What you will do: Please rename "rough mask" to "coarse mask" in everything from the start of the data down to the line containing "599L70 613L120 654L145", both ends included, and leave everything else unchanged. Give only those lines, and leave the pictures out.

Top of Source records

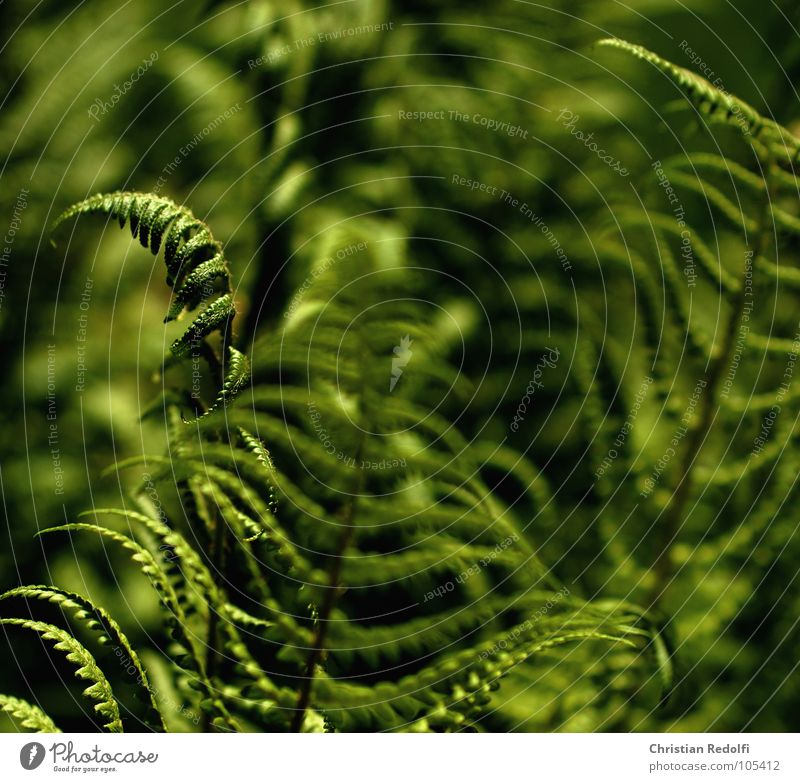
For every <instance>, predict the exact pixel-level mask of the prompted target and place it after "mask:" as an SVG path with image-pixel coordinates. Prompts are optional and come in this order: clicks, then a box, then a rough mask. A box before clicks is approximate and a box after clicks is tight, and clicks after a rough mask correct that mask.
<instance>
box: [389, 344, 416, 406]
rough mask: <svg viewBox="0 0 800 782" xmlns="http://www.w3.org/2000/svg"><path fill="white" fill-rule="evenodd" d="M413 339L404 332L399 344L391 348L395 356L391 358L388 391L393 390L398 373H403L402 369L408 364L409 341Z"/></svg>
mask: <svg viewBox="0 0 800 782" xmlns="http://www.w3.org/2000/svg"><path fill="white" fill-rule="evenodd" d="M413 341H414V340H412V339H411V337H409V336H408V334H406V335H405V337H403V338H402V339H401V340H400V344H399V345H395V346H394V348H392V352H393V353H394V354H395V356H396V358H393V359H392V377H391V379H390V380H389V393H391V392H392V391H394V387H395V386H396V385H397V381H398V380H400V375H402V374H403V369H404V368H405V367H406V366H408V362H409V361H411V353H412V351H411V343H412V342H413Z"/></svg>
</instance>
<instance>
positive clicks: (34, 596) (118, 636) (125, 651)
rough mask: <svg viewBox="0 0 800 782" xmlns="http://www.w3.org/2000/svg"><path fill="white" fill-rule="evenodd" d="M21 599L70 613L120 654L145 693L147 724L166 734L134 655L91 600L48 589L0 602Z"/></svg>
mask: <svg viewBox="0 0 800 782" xmlns="http://www.w3.org/2000/svg"><path fill="white" fill-rule="evenodd" d="M15 597H16V598H25V599H28V600H43V601H46V602H48V603H52V604H53V605H57V606H59V607H61V608H63V609H65V610H67V611H71V612H72V613H73V615H74V616H75V618H76V619H77V620H78V621H83V622H86V624H87V626H88V627H89V629H90V630H92V631H93V632H95V633H98V635H99V643H100V644H102V645H105V646H111V647H112V649H113V650H115V651H116V650H120V649H121V650H122V652H124V654H125V657H126V659H127V660H128V661H129V664H130V665H133V667H134V668H135V671H136V681H137V684H139V685H140V686H141V687H142V688H143V689H144V690H145V692H146V693H147V698H148V700H149V702H150V713H149V714H148V715H147V717H148V724H149V726H150V727H151V728H152V729H154V730H161V731H164V730H166V728H165V726H164V722H163V719H162V718H161V714H160V712H159V710H158V706H157V705H156V702H155V697H154V696H153V691H152V689H151V687H150V683H149V681H148V678H147V673H146V672H145V670H144V667H143V666H142V664H141V661H140V660H139V656H138V655H137V654H136V651H135V650H134V649H133V647H132V646H131V645H130V642H129V641H128V639H127V638H126V636H125V634H124V633H123V632H122V629H121V628H120V626H119V625H118V624H117V623H116V622H115V621H114V619H112V618H111V616H110V615H109V614H108V612H107V611H106V610H105V609H103V608H101V607H100V606H97V605H95V604H94V603H93V602H92V601H91V600H89V599H88V598H86V597H83V596H82V595H79V594H76V593H74V592H67V591H65V590H63V589H59V588H57V587H52V586H41V585H39V586H36V585H34V586H24V587H16V588H14V589H9V590H8V591H7V592H4V593H3V594H2V595H0V600H5V599H7V598H15Z"/></svg>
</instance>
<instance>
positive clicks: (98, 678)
mask: <svg viewBox="0 0 800 782" xmlns="http://www.w3.org/2000/svg"><path fill="white" fill-rule="evenodd" d="M0 625H7V626H16V627H22V628H24V629H26V630H33V631H34V632H36V633H38V634H39V635H40V636H41V637H42V638H43V639H44V640H45V641H50V642H52V643H53V647H54V648H55V649H57V650H58V651H59V652H64V654H65V656H66V658H67V660H69V662H71V663H73V664H74V665H76V666H77V669H76V671H75V676H77V677H78V678H79V679H83V680H85V681H89V682H91V684H90V685H89V686H88V687H87V688H86V689H85V690H84V691H83V695H84V696H86V697H87V698H88V699H90V700H93V701H97V703H95V705H94V710H95V711H96V712H97V713H98V714H99V715H100V716H101V717H102V718H103V719H104V720H106V721H105V722H104V723H103V728H105V730H107V731H109V732H110V733H120V732H121V731H122V720H121V719H120V714H119V704H118V703H117V700H116V698H115V697H114V693H113V692H112V691H111V685H110V684H109V683H108V679H106V677H105V675H104V674H103V672H102V671H101V670H100V668H99V667H98V665H97V663H96V662H95V659H94V657H92V655H91V654H90V653H89V651H88V650H87V649H86V647H84V646H82V645H81V644H80V643H79V642H78V641H77V640H75V638H73V637H72V636H71V635H70V634H69V633H68V632H67V631H66V630H62V629H61V628H60V627H56V626H55V625H51V624H48V623H47V622H38V621H35V620H33V619H8V618H0Z"/></svg>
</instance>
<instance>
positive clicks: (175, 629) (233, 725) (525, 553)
mask: <svg viewBox="0 0 800 782" xmlns="http://www.w3.org/2000/svg"><path fill="white" fill-rule="evenodd" d="M120 205H122V206H120ZM84 211H102V212H104V213H108V214H111V215H114V216H120V222H121V223H123V222H124V221H125V219H131V225H132V231H133V233H134V236H136V235H137V232H138V236H139V238H140V239H142V244H143V245H149V246H150V249H151V250H152V251H154V252H157V251H158V249H159V247H160V246H161V237H162V235H163V234H164V233H165V231H166V232H167V233H166V242H165V253H166V256H167V257H166V260H167V266H168V270H169V274H170V279H171V281H173V283H174V284H176V285H178V284H179V281H180V280H181V279H183V277H184V275H185V274H187V272H183V271H182V270H181V267H180V265H177V264H176V263H175V258H176V256H177V255H178V254H180V257H181V258H183V259H184V261H182V263H184V262H189V261H190V260H191V259H192V258H193V256H192V254H191V252H190V251H189V250H186V249H185V248H187V247H190V246H191V247H192V248H193V250H192V252H195V251H196V252H200V251H199V250H197V248H198V247H202V248H205V250H208V248H210V247H211V246H212V245H213V247H214V248H217V245H216V244H215V243H213V240H212V239H211V238H210V232H209V231H208V230H207V229H206V228H204V227H201V226H200V224H199V223H198V221H196V220H194V219H193V218H191V217H190V216H189V213H188V212H187V211H186V210H179V209H178V208H176V207H174V205H171V203H169V202H164V201H163V199H160V198H157V197H154V198H152V199H150V198H148V197H146V196H142V195H139V194H136V195H130V194H118V195H115V196H112V197H107V196H103V197H101V198H97V199H89V200H88V201H86V202H84V203H83V204H80V205H78V206H77V207H75V208H73V209H71V210H68V211H67V212H66V213H65V215H64V216H63V217H62V218H60V220H59V222H60V221H61V220H63V219H66V218H67V217H70V216H72V215H74V214H76V213H79V212H84ZM134 215H135V217H134ZM170 225H171V226H172V227H171V228H169V230H167V229H168V226H170ZM197 230H199V233H196V234H195V235H194V237H190V233H191V231H197ZM197 236H201V237H202V239H201V240H199V241H195V238H196V237H197ZM182 242H184V244H182ZM348 247H349V250H348V252H351V253H352V254H351V257H350V258H349V263H347V264H341V263H339V264H336V263H335V262H333V260H332V258H333V256H328V258H329V259H328V260H325V261H323V262H322V265H321V266H319V267H318V269H317V270H316V271H315V274H314V282H313V284H312V285H310V286H306V287H304V288H303V289H301V294H298V296H299V297H300V298H298V299H297V300H296V301H295V305H296V306H294V308H293V310H292V311H291V312H290V313H287V318H286V326H285V329H284V330H283V335H282V338H281V340H280V341H277V340H275V339H274V338H271V337H270V338H265V339H264V340H262V341H260V342H257V343H256V344H255V346H254V348H253V356H254V357H256V358H257V362H256V372H255V375H254V380H253V384H252V388H251V389H249V390H246V391H245V390H244V389H243V388H242V387H243V385H244V382H243V381H242V379H241V377H239V376H234V377H233V378H232V379H231V378H230V376H229V379H228V380H226V381H225V385H224V387H223V390H222V392H221V396H223V397H225V396H227V397H228V399H226V401H231V399H230V398H231V397H233V395H234V394H233V391H234V390H240V391H242V393H240V394H239V396H238V397H237V399H236V400H235V401H234V402H231V404H229V405H227V406H226V407H225V408H220V409H214V408H212V409H210V410H208V411H207V413H206V414H205V415H203V416H202V417H201V418H199V419H196V420H194V421H193V422H191V423H186V422H180V421H178V420H176V421H175V423H174V425H173V426H172V427H171V433H170V445H169V451H170V457H169V459H162V458H159V457H149V458H147V459H146V462H147V463H148V464H150V465H153V466H155V465H160V467H159V469H158V471H157V472H156V474H155V476H154V480H155V482H156V483H158V482H160V481H166V482H168V483H173V484H174V485H176V486H177V487H178V489H179V491H180V493H181V495H182V497H183V506H184V511H185V513H186V522H185V525H184V528H183V530H181V529H180V528H178V527H173V526H172V524H171V523H169V522H167V521H166V519H164V518H157V517H154V516H152V515H147V514H142V513H138V512H134V511H128V510H120V511H97V513H99V514H101V515H102V514H105V513H112V514H115V515H117V516H119V517H120V518H122V519H124V520H125V521H127V522H129V523H130V524H131V525H135V526H136V527H139V528H140V529H141V532H142V534H143V542H142V543H140V542H137V541H136V540H135V539H134V538H133V537H130V536H128V535H126V534H124V533H122V532H119V531H115V530H113V529H112V528H108V527H105V526H99V525H96V524H85V523H71V524H65V525H61V526H59V527H55V528H52V529H51V530H47V531H48V532H51V531H57V530H61V531H68V532H81V531H85V532H94V533H97V534H99V535H100V536H101V537H104V538H108V539H109V540H111V541H114V542H116V543H118V544H120V545H121V546H123V547H124V548H125V549H127V550H129V551H130V552H132V554H133V560H134V561H135V562H136V563H137V564H138V565H139V567H140V568H141V570H142V572H143V573H144V575H145V576H147V578H148V579H149V580H150V582H151V583H152V585H153V586H154V588H155V589H156V591H157V593H158V595H159V597H160V598H161V601H162V605H163V607H164V610H165V612H166V616H167V619H168V624H169V626H170V628H171V633H172V646H171V648H170V650H169V653H170V658H171V660H172V661H173V663H174V665H175V666H177V668H179V669H180V670H181V671H183V672H184V673H185V674H187V675H188V676H189V677H190V679H193V681H194V685H193V686H195V687H196V688H197V689H198V691H199V692H200V701H199V703H198V707H199V708H200V709H201V710H202V711H203V712H204V713H205V714H206V715H207V716H208V720H209V722H208V726H209V727H211V726H215V727H217V728H219V729H225V730H231V729H233V730H237V729H242V728H243V727H246V726H251V727H255V728H259V729H281V728H282V729H290V728H291V729H295V730H298V729H305V730H316V729H319V728H320V727H321V726H325V729H337V730H376V729H381V730H387V729H409V728H410V729H426V730H447V729H456V728H463V727H467V726H470V725H472V724H475V723H476V721H478V720H480V719H481V718H482V717H483V715H484V714H485V713H486V710H487V708H489V706H490V704H491V698H490V693H491V692H492V691H493V690H494V689H496V688H497V686H498V685H499V683H500V680H501V679H502V678H503V677H504V676H505V675H506V674H507V673H508V672H509V671H511V670H513V669H514V668H516V667H518V666H520V665H523V664H528V663H529V661H533V660H534V659H535V658H536V657H537V656H539V655H541V654H542V653H545V652H550V651H552V650H555V649H558V648H559V647H562V646H565V645H569V646H575V645H577V646H578V647H583V646H585V645H587V644H592V643H598V642H599V643H607V644H611V645H612V646H611V648H610V649H609V650H608V651H607V652H606V653H605V655H606V656H608V657H609V658H613V657H614V656H615V655H616V654H617V653H618V652H617V651H616V650H617V649H619V650H620V652H621V653H624V652H625V650H632V651H634V652H637V650H638V652H637V654H640V653H641V652H642V651H643V650H645V649H646V648H647V646H648V644H649V643H650V642H652V641H653V639H654V638H656V637H657V635H656V634H655V633H654V632H653V631H652V629H651V628H650V627H649V626H648V625H647V623H646V621H645V620H644V617H643V616H642V612H641V611H640V610H638V609H635V608H631V607H625V606H609V607H605V606H600V605H597V606H595V605H592V604H591V603H586V602H584V601H582V600H579V599H577V598H576V597H574V596H573V595H572V594H571V593H570V592H569V590H568V589H566V587H564V586H563V585H561V584H559V583H558V582H557V581H555V580H554V579H553V578H552V577H551V576H550V575H549V574H548V572H547V570H546V568H545V567H544V566H543V565H541V563H540V562H539V560H538V557H537V555H536V552H535V548H534V546H533V545H532V544H531V542H530V540H529V537H528V532H527V531H526V529H525V525H524V524H523V523H522V522H521V521H520V520H518V519H516V518H515V514H514V511H513V508H511V507H509V506H507V505H506V504H504V503H503V501H502V500H501V499H500V498H499V497H495V496H493V494H492V491H491V489H490V488H489V486H488V484H487V483H485V482H484V480H483V479H482V478H481V460H480V459H479V458H477V456H476V455H473V450H474V448H475V446H473V445H472V444H470V443H468V442H467V441H466V440H464V439H463V438H462V437H461V436H460V435H459V434H458V432H457V430H456V429H454V428H453V427H452V425H451V424H450V423H449V422H448V421H446V420H445V419H443V418H442V417H441V416H440V415H439V414H438V413H437V412H436V405H433V406H431V396H430V395H431V393H434V394H437V393H439V394H441V393H444V394H445V395H446V394H449V393H451V392H452V389H454V388H456V387H457V386H456V385H454V381H455V380H456V377H455V375H454V373H453V371H452V370H451V369H450V368H449V367H448V366H447V364H446V362H444V361H443V359H442V358H441V356H439V355H437V350H436V336H435V333H434V332H433V331H432V329H431V327H430V326H429V325H428V324H426V323H425V321H424V317H423V313H422V312H421V311H420V310H419V306H418V305H415V304H414V303H413V302H414V298H413V296H411V295H410V294H412V293H413V289H408V290H407V293H408V294H409V295H404V296H401V297H398V293H400V292H402V291H404V290H406V289H407V288H408V282H409V275H408V273H407V272H408V270H407V269H405V268H403V266H402V265H398V261H397V257H398V256H397V255H396V254H390V255H387V254H385V253H384V254H378V253H377V252H376V251H374V250H372V249H371V248H368V242H367V241H361V242H351V244H350V245H349V246H348ZM339 249H341V248H339ZM206 254H208V253H206ZM337 257H341V253H337ZM195 261H196V259H195ZM202 263H203V262H202V261H200V265H201V266H202ZM201 266H200V267H198V268H201ZM223 300H224V299H218V300H217V301H218V302H219V301H223ZM365 303H367V307H366V309H365V308H364V305H365ZM212 306H213V305H212ZM209 309H210V308H209ZM208 311H209V310H208V309H207V310H205V311H204V313H202V314H201V315H200V316H199V317H198V318H197V320H196V321H195V324H197V323H198V321H201V320H202V321H203V325H200V326H197V325H195V326H193V328H194V329H195V332H196V333H198V334H202V335H203V336H206V335H207V333H208V331H209V329H208V328H207V323H208V322H210V320H208V321H206V320H203V315H204V314H205V313H207V312H208ZM214 322H215V323H217V325H218V321H216V320H215V321H214ZM226 328H228V326H226ZM404 332H408V333H409V334H413V335H414V340H411V338H410V336H408V335H406V336H405V337H403V334H404ZM400 337H403V340H400ZM398 341H400V342H401V343H403V344H405V345H413V344H416V345H419V347H416V348H415V350H414V355H413V359H414V367H413V370H412V369H407V370H406V372H405V376H404V377H403V372H402V371H400V372H399V373H398V372H397V371H396V369H395V368H393V372H392V377H391V379H392V383H390V384H389V386H390V392H391V391H394V390H395V384H397V389H396V391H397V393H395V394H393V395H392V396H387V391H386V386H387V375H388V373H387V365H386V359H385V358H384V357H385V356H387V355H392V346H393V344H394V343H395V342H398ZM334 348H335V349H336V353H335V354H333V353H332V350H333V349H334ZM406 349H408V348H406ZM178 352H179V351H178ZM333 355H335V360H331V357H332V356H333ZM398 355H399V354H398ZM410 358H411V356H407V357H406V358H405V360H406V362H407V361H408V360H409V359H410ZM233 363H234V362H232V364H233ZM238 371H239V370H238V368H237V367H234V372H238ZM276 373H278V374H279V375H280V376H281V383H280V385H277V384H275V383H274V381H272V380H271V378H273V377H275V376H276ZM398 380H399V381H400V382H399V383H397V381H398ZM253 433H254V434H253ZM263 442H267V443H269V445H270V451H271V453H270V452H268V451H267V449H266V448H265V446H264V445H263ZM298 459H299V460H300V461H299V463H298V464H294V463H293V462H296V461H297V460H298ZM131 464H132V462H130V461H129V462H127V463H123V464H121V465H120V467H126V466H130V465H131ZM303 467H304V468H305V469H306V471H307V472H308V475H307V477H304V476H303V469H301V468H303ZM289 476H297V477H294V478H290V477H289ZM156 551H168V552H170V556H169V558H168V562H161V561H159V559H158V558H157V557H156V554H155V552H156ZM222 572H224V574H225V579H224V582H223V581H222V580H221V574H222ZM456 584H458V586H456ZM234 595H235V596H236V597H235V598H234V597H233V596H234ZM6 596H7V597H25V598H28V599H43V600H47V601H49V602H54V603H56V604H58V605H60V606H61V607H62V608H65V609H68V610H71V611H73V612H74V613H75V614H76V616H77V618H79V619H89V622H90V627H91V628H92V629H94V630H98V631H100V632H101V633H102V638H101V640H102V641H103V642H106V643H108V642H115V643H116V644H117V645H119V646H120V647H122V648H123V649H124V650H125V652H126V654H127V655H128V656H129V657H130V658H131V659H132V660H134V661H135V666H136V669H137V671H139V673H140V680H141V684H142V686H143V687H145V688H146V689H148V685H147V677H146V675H145V673H144V670H143V669H142V667H141V664H140V663H139V661H138V658H137V657H136V655H135V653H134V652H133V650H132V649H131V648H130V646H129V644H128V642H127V640H126V639H125V637H124V635H122V633H121V631H120V630H119V627H118V626H117V625H116V624H115V623H114V622H113V620H111V619H110V617H109V616H108V615H107V614H106V613H105V612H104V611H102V610H101V609H98V608H96V607H95V606H94V605H93V604H92V603H91V602H89V601H87V600H85V599H84V598H81V597H80V596H78V595H75V594H72V593H67V592H63V591H61V590H57V589H54V588H47V587H26V588H21V589H18V590H12V591H11V592H10V593H8V594H7V595H6ZM367 597H368V598H369V600H365V598H367ZM445 597H446V599H444V598H445ZM384 600H386V601H387V603H388V604H391V605H396V606H397V607H396V608H395V609H394V610H391V611H389V612H388V613H383V615H372V614H373V612H374V609H373V608H370V606H374V605H376V604H377V605H379V604H380V603H381V602H382V601H384ZM426 603H430V605H426ZM4 621H9V622H13V621H17V620H4ZM26 626H31V627H33V629H39V628H40V625H39V624H35V625H32V624H30V623H27V624H26ZM45 627H46V629H47V632H48V633H51V634H53V633H56V632H57V633H59V635H58V640H59V642H60V643H62V644H63V643H66V639H68V638H69V636H68V635H67V634H66V633H64V631H58V630H56V629H55V628H52V627H51V626H44V625H41V628H45ZM200 638H205V644H201V643H199V642H198V639H200ZM74 643H75V644H77V642H74ZM75 648H76V649H82V647H78V646H77V645H76V647H75ZM71 653H72V654H77V651H75V650H72V652H71ZM87 654H88V653H87ZM531 664H535V663H533V662H531ZM87 670H89V669H88V668H82V669H81V671H80V672H79V675H85V674H86V671H87ZM91 670H92V672H93V675H94V676H95V680H96V681H97V682H100V683H103V684H105V679H102V678H101V676H102V675H101V674H100V673H99V671H98V670H96V666H94V667H92V668H91ZM367 671H370V672H372V673H371V675H370V678H373V679H374V681H372V682H368V681H364V682H362V681H360V680H361V679H364V678H366V672H367ZM665 684H667V685H668V681H665ZM98 686H99V685H98ZM89 694H95V693H94V691H92V693H89ZM108 694H109V698H110V688H109V689H108ZM151 700H152V704H151V705H152V710H153V712H157V708H156V706H155V700H154V699H152V697H151ZM110 702H111V703H112V704H114V708H116V701H110ZM102 708H103V709H107V708H110V706H109V705H108V704H105V703H104V704H103V705H102ZM98 710H100V707H98ZM117 723H118V721H117ZM117 723H115V724H114V726H113V727H114V728H115V729H116V728H117V727H118V724H117Z"/></svg>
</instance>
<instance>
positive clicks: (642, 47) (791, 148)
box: [598, 38, 800, 156]
mask: <svg viewBox="0 0 800 782" xmlns="http://www.w3.org/2000/svg"><path fill="white" fill-rule="evenodd" d="M598 45H599V46H608V47H612V48H615V49H620V50H622V51H624V52H627V53H628V54H631V55H633V56H634V57H637V58H638V59H640V60H644V61H645V62H648V63H650V64H651V65H653V66H654V67H655V68H657V69H658V70H659V71H661V72H662V73H663V74H665V75H666V76H667V77H668V78H669V79H670V80H671V81H672V82H673V83H674V84H675V85H676V86H677V87H679V88H680V89H681V91H682V92H683V93H684V95H685V96H686V98H687V100H688V101H689V102H690V103H691V104H692V106H694V107H695V109H697V111H698V112H700V114H702V115H703V116H705V117H708V118H709V119H712V120H715V121H720V122H723V123H725V124H727V125H730V126H732V127H735V128H738V129H739V130H740V131H741V132H742V133H743V134H744V135H745V136H749V135H751V134H753V135H754V136H756V137H763V140H764V141H773V142H775V143H776V145H777V146H778V148H782V149H783V150H784V153H785V154H788V155H789V156H794V155H796V154H797V153H798V151H800V141H799V140H798V139H797V138H795V137H794V136H793V135H792V134H791V133H790V132H789V131H787V130H786V129H785V128H783V127H781V126H780V125H778V124H777V123H776V122H774V121H773V120H770V119H767V118H766V117H763V116H761V114H759V112H758V111H756V110H755V109H754V108H753V107H752V106H750V105H749V104H747V103H745V102H744V101H741V100H739V99H738V98H735V97H734V96H732V95H730V94H728V93H727V92H723V91H722V90H720V89H718V88H717V87H715V86H714V85H712V84H711V83H710V82H709V81H707V80H706V79H704V78H703V77H702V76H700V75H698V74H696V73H694V72H692V71H690V70H687V69H686V68H682V67H680V66H678V65H675V64H674V63H671V62H669V61H668V60H665V59H663V58H661V57H659V56H658V55H657V54H655V53H654V52H651V51H649V50H648V49H645V47H644V46H640V45H639V44H634V43H629V42H628V41H624V40H622V39H621V38H604V39H603V40H601V41H598Z"/></svg>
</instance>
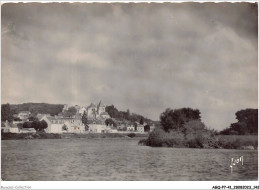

Bottom of Source records

Answer to the exercise:
For every <instance>, predict the exact pixel-level mask of the prompted target and place it after "mask:" as an SVG path with image-pixel coordinates. Prompts are optional and come in this order: clicks, then a box, then a coarse mask. A box before clicks is approximate and a box after clicks is tight, and clicks after a coarse mask correct that mask.
<instance>
box: [389, 344, 416, 406]
coarse mask: <svg viewBox="0 0 800 782" xmlns="http://www.w3.org/2000/svg"><path fill="white" fill-rule="evenodd" d="M413 339L404 332L399 344L391 348L395 356L391 358L388 391L393 390L398 373H403L402 369L408 364L409 341Z"/></svg>
mask: <svg viewBox="0 0 800 782" xmlns="http://www.w3.org/2000/svg"><path fill="white" fill-rule="evenodd" d="M413 341H414V340H412V339H411V337H409V336H408V334H406V335H405V337H403V338H402V339H401V340H400V344H399V345H395V346H394V348H392V352H393V353H394V354H395V356H396V358H393V359H392V377H391V379H390V380H389V393H391V392H392V391H394V387H395V386H396V385H397V381H398V380H400V375H402V374H403V369H404V368H405V367H406V366H408V362H409V361H411V353H412V351H411V343H412V342H413Z"/></svg>
</instance>
<instance>
positive clicks: (34, 596) (118, 636) (125, 651)
coarse mask: <svg viewBox="0 0 800 782" xmlns="http://www.w3.org/2000/svg"><path fill="white" fill-rule="evenodd" d="M21 599L70 613L120 654L145 693L147 724L166 734L134 655L91 600L48 589L0 602Z"/></svg>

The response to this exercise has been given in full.